■ **TASK REQUIREMENTS**
Copy every one of the following records line for line, leaving each character unchanged.

■ **AVAILABLE DATA**

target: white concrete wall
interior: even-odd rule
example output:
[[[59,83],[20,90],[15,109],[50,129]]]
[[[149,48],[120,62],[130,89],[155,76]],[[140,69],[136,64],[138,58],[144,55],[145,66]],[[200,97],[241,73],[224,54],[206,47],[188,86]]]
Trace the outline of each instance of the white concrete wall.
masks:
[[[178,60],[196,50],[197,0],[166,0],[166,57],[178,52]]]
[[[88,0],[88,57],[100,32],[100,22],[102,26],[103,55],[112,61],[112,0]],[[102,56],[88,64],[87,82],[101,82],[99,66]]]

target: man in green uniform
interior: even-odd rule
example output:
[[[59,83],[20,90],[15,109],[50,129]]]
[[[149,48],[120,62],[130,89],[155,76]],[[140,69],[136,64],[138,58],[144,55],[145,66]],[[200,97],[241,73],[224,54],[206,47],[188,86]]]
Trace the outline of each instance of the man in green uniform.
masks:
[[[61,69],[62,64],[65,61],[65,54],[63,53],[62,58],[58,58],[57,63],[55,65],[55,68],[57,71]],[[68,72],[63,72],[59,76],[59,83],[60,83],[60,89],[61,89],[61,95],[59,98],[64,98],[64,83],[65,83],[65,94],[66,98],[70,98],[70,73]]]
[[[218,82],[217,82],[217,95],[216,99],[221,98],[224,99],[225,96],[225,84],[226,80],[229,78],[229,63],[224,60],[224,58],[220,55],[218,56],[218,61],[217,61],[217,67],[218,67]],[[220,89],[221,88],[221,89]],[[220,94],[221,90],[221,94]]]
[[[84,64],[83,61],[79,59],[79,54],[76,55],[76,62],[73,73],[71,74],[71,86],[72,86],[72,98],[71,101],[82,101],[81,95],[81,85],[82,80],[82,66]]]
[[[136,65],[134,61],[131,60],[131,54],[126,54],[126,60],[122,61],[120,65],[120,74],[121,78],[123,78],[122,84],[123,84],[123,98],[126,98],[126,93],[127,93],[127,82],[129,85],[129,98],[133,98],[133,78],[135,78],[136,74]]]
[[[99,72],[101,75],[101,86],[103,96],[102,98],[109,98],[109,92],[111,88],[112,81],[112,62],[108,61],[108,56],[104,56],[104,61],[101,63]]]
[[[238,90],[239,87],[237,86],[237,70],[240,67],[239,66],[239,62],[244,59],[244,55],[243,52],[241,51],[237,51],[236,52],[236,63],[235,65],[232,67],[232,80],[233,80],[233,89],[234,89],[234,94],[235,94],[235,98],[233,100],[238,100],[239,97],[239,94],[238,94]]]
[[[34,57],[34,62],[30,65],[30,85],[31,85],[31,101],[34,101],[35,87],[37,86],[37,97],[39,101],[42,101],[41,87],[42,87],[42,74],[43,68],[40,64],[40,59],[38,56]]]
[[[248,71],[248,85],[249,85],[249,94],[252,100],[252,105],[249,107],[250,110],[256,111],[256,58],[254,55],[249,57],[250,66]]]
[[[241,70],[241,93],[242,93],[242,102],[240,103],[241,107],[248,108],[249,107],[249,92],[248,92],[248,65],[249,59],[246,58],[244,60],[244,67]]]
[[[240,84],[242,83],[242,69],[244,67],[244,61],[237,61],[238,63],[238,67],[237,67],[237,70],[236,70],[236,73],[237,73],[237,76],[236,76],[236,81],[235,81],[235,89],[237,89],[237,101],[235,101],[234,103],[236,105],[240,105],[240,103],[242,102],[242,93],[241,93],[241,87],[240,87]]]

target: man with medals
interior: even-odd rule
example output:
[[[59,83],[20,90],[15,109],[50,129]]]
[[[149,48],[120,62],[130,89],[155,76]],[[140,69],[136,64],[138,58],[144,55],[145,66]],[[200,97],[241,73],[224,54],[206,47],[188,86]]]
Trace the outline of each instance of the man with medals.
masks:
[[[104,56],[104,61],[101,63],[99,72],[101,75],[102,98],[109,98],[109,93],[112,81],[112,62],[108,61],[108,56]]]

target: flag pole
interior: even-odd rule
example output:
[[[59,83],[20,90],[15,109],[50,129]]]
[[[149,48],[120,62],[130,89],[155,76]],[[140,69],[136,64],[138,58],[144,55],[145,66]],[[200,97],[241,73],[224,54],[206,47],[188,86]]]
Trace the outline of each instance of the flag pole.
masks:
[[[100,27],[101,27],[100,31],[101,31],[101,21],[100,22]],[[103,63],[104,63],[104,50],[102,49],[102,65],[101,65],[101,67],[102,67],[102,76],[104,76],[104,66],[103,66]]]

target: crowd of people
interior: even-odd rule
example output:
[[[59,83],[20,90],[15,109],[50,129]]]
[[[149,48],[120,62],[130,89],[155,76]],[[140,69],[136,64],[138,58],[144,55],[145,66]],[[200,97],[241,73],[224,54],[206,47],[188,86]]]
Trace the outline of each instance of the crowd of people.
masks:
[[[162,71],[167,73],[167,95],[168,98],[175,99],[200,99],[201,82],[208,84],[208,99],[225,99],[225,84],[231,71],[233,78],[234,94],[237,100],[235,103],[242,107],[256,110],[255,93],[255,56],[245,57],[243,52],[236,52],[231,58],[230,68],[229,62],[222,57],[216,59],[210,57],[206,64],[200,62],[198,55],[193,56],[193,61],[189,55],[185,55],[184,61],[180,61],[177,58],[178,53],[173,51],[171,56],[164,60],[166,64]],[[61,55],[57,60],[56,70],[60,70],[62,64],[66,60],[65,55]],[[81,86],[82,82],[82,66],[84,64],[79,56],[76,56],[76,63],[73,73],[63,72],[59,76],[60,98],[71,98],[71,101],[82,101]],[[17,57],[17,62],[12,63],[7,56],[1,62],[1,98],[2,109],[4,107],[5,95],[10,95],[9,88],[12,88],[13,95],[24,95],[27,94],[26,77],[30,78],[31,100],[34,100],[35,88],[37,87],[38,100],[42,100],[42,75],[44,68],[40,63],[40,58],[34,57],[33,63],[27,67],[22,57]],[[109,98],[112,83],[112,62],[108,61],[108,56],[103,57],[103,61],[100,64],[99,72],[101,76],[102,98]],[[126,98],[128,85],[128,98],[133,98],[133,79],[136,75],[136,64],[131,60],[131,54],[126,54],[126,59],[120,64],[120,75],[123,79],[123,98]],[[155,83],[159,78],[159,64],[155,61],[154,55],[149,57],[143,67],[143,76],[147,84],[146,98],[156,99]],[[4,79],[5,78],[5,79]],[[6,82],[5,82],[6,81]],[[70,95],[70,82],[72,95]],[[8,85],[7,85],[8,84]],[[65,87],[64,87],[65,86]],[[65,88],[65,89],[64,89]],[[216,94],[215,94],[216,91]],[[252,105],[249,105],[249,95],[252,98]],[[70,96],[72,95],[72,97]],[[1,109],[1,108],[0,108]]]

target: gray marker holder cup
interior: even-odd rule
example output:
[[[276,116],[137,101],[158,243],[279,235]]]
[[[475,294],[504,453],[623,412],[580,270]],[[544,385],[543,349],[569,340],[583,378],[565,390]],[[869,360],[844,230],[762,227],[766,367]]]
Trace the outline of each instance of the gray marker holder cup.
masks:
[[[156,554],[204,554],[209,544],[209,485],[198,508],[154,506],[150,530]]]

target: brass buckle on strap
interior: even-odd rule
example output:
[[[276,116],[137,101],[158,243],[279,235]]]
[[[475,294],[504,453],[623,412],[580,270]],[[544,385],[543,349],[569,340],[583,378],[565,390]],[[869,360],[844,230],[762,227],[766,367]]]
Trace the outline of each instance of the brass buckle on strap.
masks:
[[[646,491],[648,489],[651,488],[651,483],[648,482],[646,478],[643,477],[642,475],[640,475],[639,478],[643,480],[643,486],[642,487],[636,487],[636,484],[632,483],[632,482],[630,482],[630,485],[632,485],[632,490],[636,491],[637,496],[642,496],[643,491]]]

■ **RESPONSE TO THE EXERCISE**
target: white concrete wall
interior: even-odd rule
example output:
[[[59,83],[20,90],[15,109],[50,129]]]
[[[149,48],[120,62],[130,89],[155,76]],[[140,69],[136,64],[138,58],[144,55],[145,66]],[[200,97],[241,73],[224,54],[206,47],[188,86]]]
Trace the outline of each instance of the white concrete wall.
masks:
[[[178,60],[196,50],[197,0],[166,0],[166,57],[178,52]]]
[[[88,0],[88,57],[100,32],[100,22],[102,26],[103,55],[112,61],[112,0]],[[102,56],[88,64],[87,82],[101,82],[99,66]]]

target: man in green uniform
interior: even-odd rule
example output:
[[[59,83],[20,90],[15,109],[50,129]]]
[[[149,48],[120,62],[130,89],[155,76]],[[140,69],[136,64],[138,58],[144,55],[145,66]],[[200,97],[241,73],[224,54],[206,47],[188,86]]]
Trace the outline of each instance of the man in green uniform.
masks:
[[[61,69],[62,64],[65,61],[65,54],[63,53],[62,58],[58,58],[57,63],[55,65],[55,68],[57,71]],[[68,72],[63,72],[59,76],[59,83],[60,83],[60,89],[61,89],[61,95],[59,98],[64,98],[64,83],[65,83],[65,94],[66,98],[70,98],[70,73]]]
[[[218,82],[217,82],[217,95],[216,99],[221,98],[224,99],[225,96],[225,84],[226,80],[229,78],[229,63],[224,60],[224,58],[220,55],[218,56],[218,61],[217,61],[217,67],[218,67]],[[220,89],[221,88],[221,89]],[[220,94],[221,90],[221,94]]]
[[[84,64],[83,61],[79,59],[79,54],[76,55],[76,62],[73,73],[71,74],[71,86],[72,86],[72,98],[71,101],[82,101],[81,95],[81,85],[82,80],[82,66]]]
[[[136,65],[134,61],[131,60],[131,54],[126,54],[126,60],[122,61],[120,65],[120,74],[121,78],[123,78],[122,84],[123,84],[123,98],[126,98],[126,93],[127,93],[127,82],[129,85],[129,98],[133,98],[133,78],[135,78],[136,74]]]
[[[99,72],[101,75],[101,86],[103,96],[102,98],[109,98],[109,92],[111,88],[112,81],[112,62],[108,61],[108,56],[104,56],[104,61],[101,63]]]
[[[238,90],[239,87],[237,86],[237,70],[240,67],[239,66],[239,62],[244,59],[244,55],[243,52],[241,51],[237,51],[236,52],[236,63],[235,65],[232,67],[232,80],[233,80],[233,89],[234,89],[234,94],[235,94],[235,98],[233,100],[238,100],[239,97],[239,94],[238,94]]]
[[[34,57],[34,62],[30,65],[30,85],[31,85],[31,101],[34,101],[35,87],[37,86],[37,97],[39,101],[42,101],[41,87],[42,87],[42,74],[43,68],[40,64],[40,59],[38,56]]]
[[[248,71],[248,85],[249,85],[249,94],[252,100],[252,105],[249,107],[250,110],[256,111],[256,58],[254,55],[249,57],[250,66]]]
[[[241,70],[241,93],[242,93],[242,102],[240,103],[241,107],[248,108],[249,107],[249,92],[248,92],[248,65],[249,59],[246,58],[244,60],[244,67]]]
[[[240,84],[242,83],[242,69],[244,67],[244,61],[237,61],[238,63],[238,67],[237,67],[237,70],[236,70],[236,73],[237,73],[237,76],[236,76],[236,81],[235,81],[235,89],[237,89],[237,101],[235,101],[234,103],[236,105],[240,105],[240,103],[242,102],[242,93],[241,93],[241,87],[240,87]]]

target: man with medals
interior: even-odd rule
example output:
[[[59,83],[20,90],[15,109],[50,129]]]
[[[149,48],[120,62],[130,89],[155,76]],[[140,69],[136,64],[138,58],[144,55],[145,66]],[[200,97],[241,73],[224,54],[206,47],[188,86]]]
Trace the outline of each instance of the man with medals.
masks:
[[[104,56],[104,61],[101,63],[99,72],[101,75],[102,98],[109,98],[109,93],[112,81],[112,62],[108,61],[108,56]]]

target: flag pole
interior: even-odd rule
example output:
[[[59,83],[20,90],[15,109],[50,129]]]
[[[149,48],[120,62],[130,89],[155,76]],[[140,69],[136,64],[138,58],[144,55],[145,66]],[[200,97],[241,73],[224,54],[206,47],[188,86]]]
Trace the outline of each instance of the flag pole.
masks:
[[[100,27],[101,27],[100,31],[101,31],[101,21],[100,22]],[[103,63],[104,63],[104,50],[102,49],[102,65],[101,65],[101,67],[102,67],[102,76],[104,76],[104,66],[103,66]]]

target: crowd of people
interior: even-odd rule
example output:
[[[59,83],[20,90],[15,109],[50,129]]]
[[[149,48],[120,62],[130,89],[155,76]],[[140,69],[136,64],[138,58],[144,55],[145,66]],[[200,97],[241,73],[224,54],[206,47],[188,86]]]
Trace the outline of each instance of the crowd of people.
masks:
[[[162,71],[167,73],[167,95],[168,98],[175,99],[200,99],[201,82],[208,84],[208,99],[225,99],[225,84],[231,71],[233,78],[234,94],[237,100],[235,103],[242,107],[256,110],[255,93],[255,56],[245,57],[243,52],[236,52],[231,58],[230,68],[229,62],[222,57],[216,59],[210,57],[206,64],[200,62],[198,55],[193,56],[193,61],[189,55],[185,55],[184,61],[180,61],[177,58],[178,53],[173,51],[171,56],[164,60],[166,64]],[[61,55],[57,60],[56,70],[60,70],[62,64],[66,60],[65,55]],[[81,86],[82,82],[82,66],[84,64],[79,56],[76,56],[76,63],[73,73],[63,72],[59,76],[60,98],[71,98],[71,101],[82,101]],[[17,57],[17,62],[12,63],[7,56],[1,62],[1,98],[2,109],[4,107],[5,95],[10,95],[9,88],[12,88],[13,95],[24,95],[27,94],[26,77],[30,78],[31,100],[34,100],[35,88],[37,87],[38,100],[42,100],[42,75],[44,68],[40,63],[40,58],[34,57],[33,63],[27,67],[22,57]],[[109,98],[112,83],[112,62],[108,61],[108,56],[103,57],[103,61],[100,64],[99,72],[101,76],[102,98]],[[126,98],[128,85],[128,98],[133,98],[133,79],[136,75],[136,64],[131,60],[131,54],[126,54],[126,59],[120,64],[120,75],[123,79],[123,98]],[[155,83],[159,78],[159,64],[155,61],[154,55],[149,57],[143,67],[143,76],[147,84],[146,98],[156,99]],[[4,79],[5,78],[5,79]],[[6,82],[5,82],[6,81]],[[70,95],[70,82],[72,95]],[[8,85],[7,85],[8,84]],[[65,87],[64,87],[65,86]],[[65,88],[65,89],[64,89]],[[216,94],[215,94],[216,91]],[[252,105],[249,105],[249,95],[252,98]],[[70,96],[72,95],[72,97]],[[1,109],[1,108],[0,108]]]

target: gray marker holder cup
interior: even-odd rule
example output:
[[[276,116],[137,101],[158,243],[279,235]]]
[[[475,294],[504,453],[623,412],[580,270]],[[544,385],[543,349],[569,340],[583,378],[565,390]],[[869,360],[844,230],[762,227],[766,367]]]
Trace the outline of each instance of the gray marker holder cup.
masks:
[[[156,554],[204,554],[209,544],[209,485],[198,508],[154,506],[150,530]]]

target: brass buckle on strap
interior: even-odd rule
example output:
[[[276,116],[137,101],[158,243],[279,235]]]
[[[475,294],[504,453],[623,412],[580,270]],[[544,385],[543,349],[569,340],[583,378],[565,390]],[[869,360],[844,230],[762,227],[766,367]]]
Trace the outline of each instance of the brass buckle on strap.
masks:
[[[646,491],[648,489],[651,488],[651,483],[648,482],[646,478],[643,477],[642,475],[640,475],[639,478],[643,480],[643,486],[642,487],[636,487],[636,484],[632,483],[632,482],[630,482],[630,485],[632,485],[632,490],[636,491],[637,496],[642,496],[643,491]]]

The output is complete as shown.